Challenge = Return every line of the records below that contains the string "boxes".

-------- Supplied data

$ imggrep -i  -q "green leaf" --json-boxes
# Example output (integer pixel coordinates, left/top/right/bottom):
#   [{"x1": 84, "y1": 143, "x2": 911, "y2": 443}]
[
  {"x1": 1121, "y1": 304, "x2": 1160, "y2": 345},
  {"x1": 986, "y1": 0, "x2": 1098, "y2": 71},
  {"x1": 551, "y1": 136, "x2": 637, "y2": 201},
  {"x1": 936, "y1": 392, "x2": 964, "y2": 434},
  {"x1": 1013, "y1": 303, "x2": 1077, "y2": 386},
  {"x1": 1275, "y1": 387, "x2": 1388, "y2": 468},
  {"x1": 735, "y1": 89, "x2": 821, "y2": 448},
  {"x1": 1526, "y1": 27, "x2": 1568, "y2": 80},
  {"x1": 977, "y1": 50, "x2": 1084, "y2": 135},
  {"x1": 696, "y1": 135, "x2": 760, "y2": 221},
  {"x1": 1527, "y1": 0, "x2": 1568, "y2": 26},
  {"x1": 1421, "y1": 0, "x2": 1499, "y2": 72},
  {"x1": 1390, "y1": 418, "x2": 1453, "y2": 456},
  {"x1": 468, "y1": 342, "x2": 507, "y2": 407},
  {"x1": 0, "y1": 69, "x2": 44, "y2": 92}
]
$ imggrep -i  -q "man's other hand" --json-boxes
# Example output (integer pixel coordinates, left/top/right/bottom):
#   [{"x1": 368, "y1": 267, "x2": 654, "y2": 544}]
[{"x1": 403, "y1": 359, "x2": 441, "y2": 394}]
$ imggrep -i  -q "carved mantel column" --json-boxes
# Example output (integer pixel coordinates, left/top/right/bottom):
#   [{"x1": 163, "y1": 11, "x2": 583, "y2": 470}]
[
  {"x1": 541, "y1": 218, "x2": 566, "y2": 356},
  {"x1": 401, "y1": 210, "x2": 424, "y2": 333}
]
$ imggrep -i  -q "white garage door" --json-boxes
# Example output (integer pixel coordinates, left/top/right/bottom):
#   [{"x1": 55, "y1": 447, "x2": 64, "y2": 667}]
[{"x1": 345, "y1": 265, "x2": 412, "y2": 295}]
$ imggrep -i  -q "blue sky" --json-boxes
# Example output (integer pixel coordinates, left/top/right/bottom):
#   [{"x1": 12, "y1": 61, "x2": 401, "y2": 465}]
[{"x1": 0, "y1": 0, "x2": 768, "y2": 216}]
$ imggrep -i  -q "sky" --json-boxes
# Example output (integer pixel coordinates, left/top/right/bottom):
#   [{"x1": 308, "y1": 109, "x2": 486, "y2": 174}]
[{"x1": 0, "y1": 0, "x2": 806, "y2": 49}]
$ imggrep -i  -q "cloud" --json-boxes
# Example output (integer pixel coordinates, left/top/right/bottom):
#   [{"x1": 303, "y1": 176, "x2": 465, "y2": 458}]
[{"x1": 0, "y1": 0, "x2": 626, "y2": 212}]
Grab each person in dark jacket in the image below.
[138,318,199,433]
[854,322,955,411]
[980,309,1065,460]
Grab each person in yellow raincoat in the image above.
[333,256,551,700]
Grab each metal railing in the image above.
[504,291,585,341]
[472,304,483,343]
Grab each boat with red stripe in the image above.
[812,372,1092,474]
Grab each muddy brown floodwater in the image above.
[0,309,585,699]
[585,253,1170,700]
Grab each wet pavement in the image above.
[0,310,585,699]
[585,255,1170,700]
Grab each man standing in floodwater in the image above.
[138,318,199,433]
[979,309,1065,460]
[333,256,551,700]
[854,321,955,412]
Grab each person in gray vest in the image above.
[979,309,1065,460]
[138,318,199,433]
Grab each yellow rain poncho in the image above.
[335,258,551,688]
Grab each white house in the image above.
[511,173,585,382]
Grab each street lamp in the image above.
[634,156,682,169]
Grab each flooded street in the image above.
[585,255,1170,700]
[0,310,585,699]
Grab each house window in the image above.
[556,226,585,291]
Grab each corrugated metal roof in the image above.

----------------

Expected answer =
$ imggrep -i  -q "green leaf" --json-boxes
$ imggrep -i  -q "man's other hand" --json-boxes
$ imggrep -i  -q "carved mantel column" --json-boxes
$ imggrep -i  -q "white garage door" --json-boxes
$ imggrep -i  -q "blue sky" --json-boxes
$ imggrep -i  -q "sky" --json-boxes
$ imggrep -i  -q "cloud" --json-boxes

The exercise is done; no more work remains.